Change every "instance" in the material below to "occurrence" and give the lines again with nothing else altered, leaving out the pictures.

+ + + + + + +

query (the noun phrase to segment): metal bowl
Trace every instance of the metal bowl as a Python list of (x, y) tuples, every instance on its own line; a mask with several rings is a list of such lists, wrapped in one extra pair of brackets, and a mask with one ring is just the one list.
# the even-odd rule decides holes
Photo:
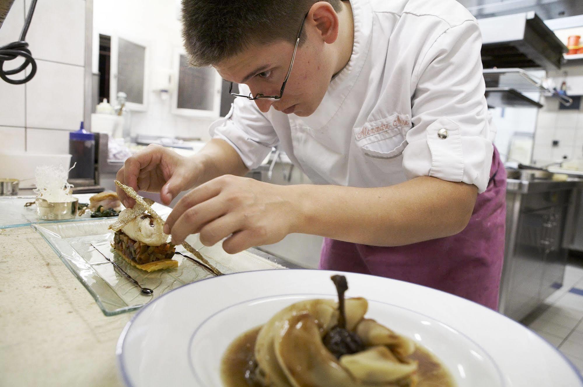
[(79, 199), (73, 198), (71, 202), (49, 202), (37, 198), (37, 215), (41, 220), (62, 220), (72, 219), (77, 214)]
[(0, 179), (0, 196), (18, 195), (18, 179)]

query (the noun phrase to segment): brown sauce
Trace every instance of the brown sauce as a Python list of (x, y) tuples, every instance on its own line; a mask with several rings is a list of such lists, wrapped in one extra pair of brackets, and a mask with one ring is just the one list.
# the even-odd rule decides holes
[[(233, 342), (227, 349), (221, 363), (221, 378), (226, 387), (265, 387), (245, 377), (252, 369), (253, 352), (261, 326), (247, 332)], [(423, 347), (417, 349), (409, 358), (419, 362), (419, 380), (416, 387), (455, 387), (449, 371), (431, 352)]]

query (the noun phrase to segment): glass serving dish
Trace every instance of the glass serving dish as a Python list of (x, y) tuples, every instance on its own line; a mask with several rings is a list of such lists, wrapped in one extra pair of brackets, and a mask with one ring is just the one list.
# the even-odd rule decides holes
[[(79, 194), (73, 195), (73, 197), (79, 200), (79, 203), (89, 203), (89, 198), (94, 194)], [(91, 217), (91, 211), (89, 209), (80, 216), (75, 216), (72, 219), (59, 220), (43, 220), (39, 219), (36, 204), (28, 207), (24, 205), (29, 202), (34, 202), (34, 195), (26, 195), (26, 197), (18, 196), (0, 196), (0, 228), (10, 228), (11, 227), (22, 227), (30, 226), (34, 223), (44, 223), (52, 221), (79, 221), (79, 220), (96, 220), (100, 218)], [(124, 207), (122, 206), (122, 208)], [(171, 208), (167, 207), (159, 203), (154, 203), (152, 206), (154, 210), (160, 216), (166, 219), (172, 210)], [(112, 219), (112, 218), (110, 218)]]
[[(32, 224), (91, 294), (106, 316), (138, 309), (173, 289), (214, 276), (202, 266), (177, 254), (173, 258), (179, 262), (176, 268), (148, 273), (132, 266), (111, 248), (114, 234), (108, 227), (114, 221), (114, 219), (109, 218)], [(205, 247), (198, 240), (198, 234), (191, 235), (187, 241), (224, 274), (285, 268), (254, 254), (252, 249), (231, 255), (225, 252), (220, 242)], [(177, 246), (176, 249), (196, 258), (182, 246)], [(142, 293), (139, 287), (116, 270), (102, 254), (118, 265), (141, 286), (153, 290), (153, 293)]]

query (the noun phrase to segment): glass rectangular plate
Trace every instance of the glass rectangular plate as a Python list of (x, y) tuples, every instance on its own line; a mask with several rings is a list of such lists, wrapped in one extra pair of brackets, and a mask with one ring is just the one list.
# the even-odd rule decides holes
[[(114, 220), (107, 219), (31, 225), (89, 291), (106, 316), (138, 309), (173, 289), (213, 276), (202, 266), (178, 255), (173, 258), (179, 262), (178, 267), (174, 269), (148, 273), (132, 266), (111, 247), (113, 233), (107, 227)], [(198, 234), (190, 235), (187, 241), (225, 274), (285, 268), (249, 251), (229, 254), (220, 243), (205, 247)], [(177, 250), (192, 256), (182, 246), (177, 246)], [(143, 294), (100, 252), (117, 263), (141, 286), (152, 289), (153, 294)]]

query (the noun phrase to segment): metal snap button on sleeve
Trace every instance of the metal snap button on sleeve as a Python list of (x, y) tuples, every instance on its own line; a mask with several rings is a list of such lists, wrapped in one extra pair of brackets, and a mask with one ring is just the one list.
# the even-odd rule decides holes
[(449, 135), (449, 132), (447, 131), (447, 129), (440, 129), (437, 131), (437, 136), (439, 137), (442, 140), (445, 140), (447, 138), (447, 136)]

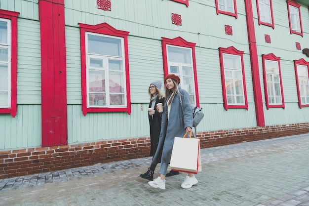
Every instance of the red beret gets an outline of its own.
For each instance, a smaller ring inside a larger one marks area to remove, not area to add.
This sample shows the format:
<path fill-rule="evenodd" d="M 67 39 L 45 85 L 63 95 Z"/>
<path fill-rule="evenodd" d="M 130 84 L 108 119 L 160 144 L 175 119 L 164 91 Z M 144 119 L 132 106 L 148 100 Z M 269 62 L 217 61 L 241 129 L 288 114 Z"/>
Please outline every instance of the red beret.
<path fill-rule="evenodd" d="M 178 76 L 175 75 L 174 74 L 170 74 L 166 77 L 164 77 L 164 82 L 166 82 L 166 80 L 168 79 L 172 79 L 176 80 L 178 83 L 180 83 L 180 79 L 179 79 Z"/>

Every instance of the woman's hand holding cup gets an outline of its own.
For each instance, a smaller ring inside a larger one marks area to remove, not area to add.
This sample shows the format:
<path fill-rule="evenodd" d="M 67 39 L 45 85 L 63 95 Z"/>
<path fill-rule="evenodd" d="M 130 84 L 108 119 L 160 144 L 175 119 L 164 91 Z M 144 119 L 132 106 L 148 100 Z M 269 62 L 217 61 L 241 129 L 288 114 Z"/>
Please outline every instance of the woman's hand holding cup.
<path fill-rule="evenodd" d="M 160 113 L 163 112 L 163 104 L 161 103 L 158 103 L 156 104 L 156 110 Z"/>
<path fill-rule="evenodd" d="M 148 114 L 149 115 L 154 115 L 154 110 L 151 107 L 148 108 Z"/>

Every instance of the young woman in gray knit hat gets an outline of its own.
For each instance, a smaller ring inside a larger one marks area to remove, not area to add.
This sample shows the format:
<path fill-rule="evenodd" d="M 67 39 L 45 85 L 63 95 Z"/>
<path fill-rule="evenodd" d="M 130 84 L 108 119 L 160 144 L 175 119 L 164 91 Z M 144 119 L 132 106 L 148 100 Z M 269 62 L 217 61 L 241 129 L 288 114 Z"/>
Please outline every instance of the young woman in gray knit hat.
<path fill-rule="evenodd" d="M 157 81 L 150 84 L 148 89 L 148 93 L 150 95 L 150 103 L 148 109 L 148 118 L 150 126 L 150 156 L 153 156 L 158 146 L 159 136 L 161 130 L 161 120 L 162 115 L 156 109 L 156 105 L 159 103 L 162 104 L 164 102 L 164 97 L 161 92 L 162 82 Z M 154 171 L 156 164 L 152 164 L 148 170 L 144 174 L 140 175 L 141 177 L 153 180 Z"/>

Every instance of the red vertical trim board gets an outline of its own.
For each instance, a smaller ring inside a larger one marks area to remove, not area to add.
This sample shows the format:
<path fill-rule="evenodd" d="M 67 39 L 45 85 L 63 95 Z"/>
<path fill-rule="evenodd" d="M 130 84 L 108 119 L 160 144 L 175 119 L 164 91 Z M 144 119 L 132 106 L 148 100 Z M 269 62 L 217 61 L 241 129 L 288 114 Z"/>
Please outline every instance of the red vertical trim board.
<path fill-rule="evenodd" d="M 67 142 L 64 0 L 39 0 L 42 146 Z"/>
<path fill-rule="evenodd" d="M 261 82 L 260 82 L 260 73 L 259 72 L 259 61 L 258 51 L 255 39 L 255 31 L 252 11 L 252 2 L 251 0 L 244 0 L 246 9 L 246 19 L 248 28 L 248 39 L 249 48 L 250 52 L 250 62 L 251 63 L 251 73 L 252 83 L 253 84 L 253 95 L 255 103 L 255 113 L 256 115 L 257 125 L 265 125 L 265 120 L 262 97 Z"/>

+ + + + + + +

**Completed exercise:**
query (the noun phrase to segment): metal bowl
Trace every occurrence of the metal bowl as a Python list of (x, y) tuples, every occurrence on its own line; a mask with several rings is a list of such lists, wrapped in one extra pair of brackets, and a mask with one ring is just the one list.
# the even-odd rule decides holes
Photo:
[(79, 199), (73, 198), (71, 202), (49, 202), (37, 198), (37, 215), (41, 220), (62, 220), (72, 219), (77, 214)]
[(0, 179), (0, 196), (18, 195), (18, 179)]

query (the noun phrase to segment): brown sauce
Trace every occurrence of the brown sauce as a Python list of (x, y) tuples, every occurrence on its own line; a mask with several rings is a list of such lists, wrapped in one extra pair of brackets, and a mask with one ring is just the one list.
# the even-odd rule decides holes
[[(233, 342), (227, 349), (221, 363), (221, 378), (226, 387), (265, 387), (245, 377), (252, 369), (253, 352), (261, 326), (247, 332)], [(423, 347), (417, 349), (409, 358), (419, 362), (419, 380), (416, 387), (455, 387), (449, 371), (431, 352)]]

query (the noun phrase to segment): glass serving dish
Trace every occurrence of the glass serving dish as a Python list of (x, y) tuples, every occurrence on its own line; a mask with several rings is a list of such lists, wrapped in one extra pair of brackets, and a mask with one ring is just the one list.
# the even-odd rule decides holes
[[(79, 194), (73, 195), (73, 197), (79, 200), (79, 203), (89, 203), (89, 198), (94, 194)], [(91, 217), (91, 211), (89, 209), (80, 216), (75, 216), (72, 219), (59, 220), (43, 220), (39, 219), (36, 204), (28, 207), (24, 205), (29, 202), (34, 202), (34, 195), (26, 195), (26, 197), (18, 196), (0, 196), (0, 228), (10, 228), (11, 227), (22, 227), (30, 226), (34, 223), (44, 223), (52, 221), (79, 221), (79, 220), (96, 220), (100, 218)], [(124, 207), (122, 206), (122, 208)], [(171, 208), (167, 207), (159, 203), (154, 203), (152, 206), (154, 210), (160, 216), (166, 219), (172, 210)], [(112, 219), (112, 218), (110, 218)]]
[[(32, 224), (91, 294), (106, 316), (138, 309), (173, 289), (214, 276), (202, 266), (177, 254), (173, 258), (179, 262), (176, 268), (148, 273), (132, 266), (111, 248), (114, 234), (108, 227), (114, 221), (114, 219), (109, 218)], [(205, 247), (198, 240), (198, 234), (191, 235), (187, 241), (224, 274), (285, 268), (254, 254), (252, 249), (231, 255), (225, 252), (220, 242)], [(177, 246), (176, 249), (196, 258), (182, 246)], [(142, 293), (139, 287), (116, 270), (102, 254), (118, 265), (141, 286), (153, 290), (153, 293)]]

query (the noun phrase to segment): glass rectangular plate
Trace every occurrence of the glass rectangular plate as a Python list of (x, y) tuples, every occurrence on its own line; a mask with several rings is a list of such lists, wrapped in one extra pair of brackets, and a mask with one ring is just the one list.
# the even-odd rule decides holes
[[(114, 220), (107, 219), (31, 225), (89, 291), (106, 316), (138, 309), (173, 289), (213, 276), (202, 266), (178, 255), (173, 258), (179, 262), (178, 267), (174, 269), (148, 273), (132, 266), (111, 247), (113, 233), (107, 227)], [(198, 234), (190, 235), (187, 241), (225, 274), (285, 268), (249, 251), (229, 254), (220, 243), (205, 247)], [(177, 250), (192, 256), (182, 246), (177, 246)], [(143, 294), (100, 252), (117, 263), (141, 286), (152, 289), (153, 294)]]

query (the noun phrase to segment): metal snap button on sleeve
Trace every occurrence of the metal snap button on sleeve as a Python list of (x, y) tuples, every occurrence on its own line; a mask with several rings is a list of such lists, wrapped in one extra pair of brackets, and a mask with one ring is just the one list.
# the even-odd rule decides holes
[(449, 135), (449, 132), (447, 131), (447, 129), (440, 129), (437, 131), (437, 136), (439, 137), (442, 140), (445, 140), (447, 138), (447, 136)]

Every occurrence of the red beret gets an outline of its own.
For each occurrence, a smaller ring inside a larger one marks area to remove, not area to add.
This sample shows the format:
<path fill-rule="evenodd" d="M 67 39 L 45 85 L 63 95 Z"/>
<path fill-rule="evenodd" d="M 130 84 L 108 119 L 160 144 L 175 119 L 164 91 Z M 144 119 L 132 106 L 148 100 Z M 269 62 L 217 61 L 241 129 L 288 114 Z"/>
Please outline every occurrence of the red beret.
<path fill-rule="evenodd" d="M 178 76 L 175 75 L 174 74 L 170 74 L 166 77 L 164 77 L 164 82 L 166 82 L 166 80 L 168 79 L 172 79 L 176 80 L 178 83 L 180 83 L 180 79 L 179 79 Z"/>

Every occurrence of the woman's hand holding cup gets an outline of its own.
For each occurrence, a smaller ring inside a larger one marks area to remove, not area to add.
This sample shows the format:
<path fill-rule="evenodd" d="M 67 39 L 45 85 L 63 95 Z"/>
<path fill-rule="evenodd" d="M 130 84 L 108 119 L 160 144 L 175 119 L 164 91 Z M 144 119 L 132 106 L 148 100 Z M 269 62 L 217 61 L 241 129 L 288 114 Z"/>
Please outline every occurrence of the woman's hand holding cup.
<path fill-rule="evenodd" d="M 160 113 L 163 112 L 163 104 L 161 103 L 158 103 L 156 104 L 156 110 Z"/>
<path fill-rule="evenodd" d="M 148 114 L 149 115 L 154 115 L 154 110 L 151 107 L 148 108 Z"/>

Every occurrence of the young woman in gray knit hat gets an outline of its own.
For each occurrence, a smaller ring inside a larger one marks area to remove, not area to add.
This sample shows the format:
<path fill-rule="evenodd" d="M 67 39 L 45 85 L 63 95 Z"/>
<path fill-rule="evenodd" d="M 130 84 L 108 119 L 160 144 L 175 119 L 164 91 Z M 144 119 L 132 106 L 148 100 Z M 269 62 L 217 61 L 241 129 L 288 114 Z"/>
Please outline every occurrence of the young woman in gray knit hat.
<path fill-rule="evenodd" d="M 157 81 L 150 84 L 148 89 L 148 93 L 150 95 L 150 103 L 148 109 L 148 118 L 150 126 L 150 156 L 153 156 L 158 146 L 159 136 L 161 130 L 161 120 L 162 115 L 156 109 L 156 105 L 159 103 L 162 104 L 164 102 L 164 97 L 161 92 L 162 82 Z M 154 171 L 156 164 L 152 164 L 148 170 L 144 174 L 140 175 L 141 177 L 153 180 Z"/>

Every occurrence of the red vertical trim board gets an outline of its own.
For each occurrence, a smaller ring inside a larger one marks area to remove, not area to add.
This sample shows the format:
<path fill-rule="evenodd" d="M 67 39 L 45 85 L 63 95 Z"/>
<path fill-rule="evenodd" d="M 130 84 L 108 119 L 160 144 L 175 119 L 164 91 Z M 144 119 L 132 106 L 148 100 Z M 269 62 L 217 61 L 241 129 L 288 114 Z"/>
Please outline every occurrence of the red vertical trim board.
<path fill-rule="evenodd" d="M 67 142 L 64 0 L 39 0 L 42 146 Z"/>
<path fill-rule="evenodd" d="M 261 82 L 260 82 L 260 73 L 259 72 L 259 61 L 258 51 L 255 39 L 255 31 L 252 11 L 252 2 L 251 0 L 244 0 L 246 9 L 246 19 L 248 28 L 248 39 L 249 48 L 250 52 L 250 62 L 251 63 L 251 73 L 252 83 L 253 84 L 253 95 L 255 103 L 255 113 L 256 115 L 257 125 L 265 125 L 265 120 L 262 97 Z"/>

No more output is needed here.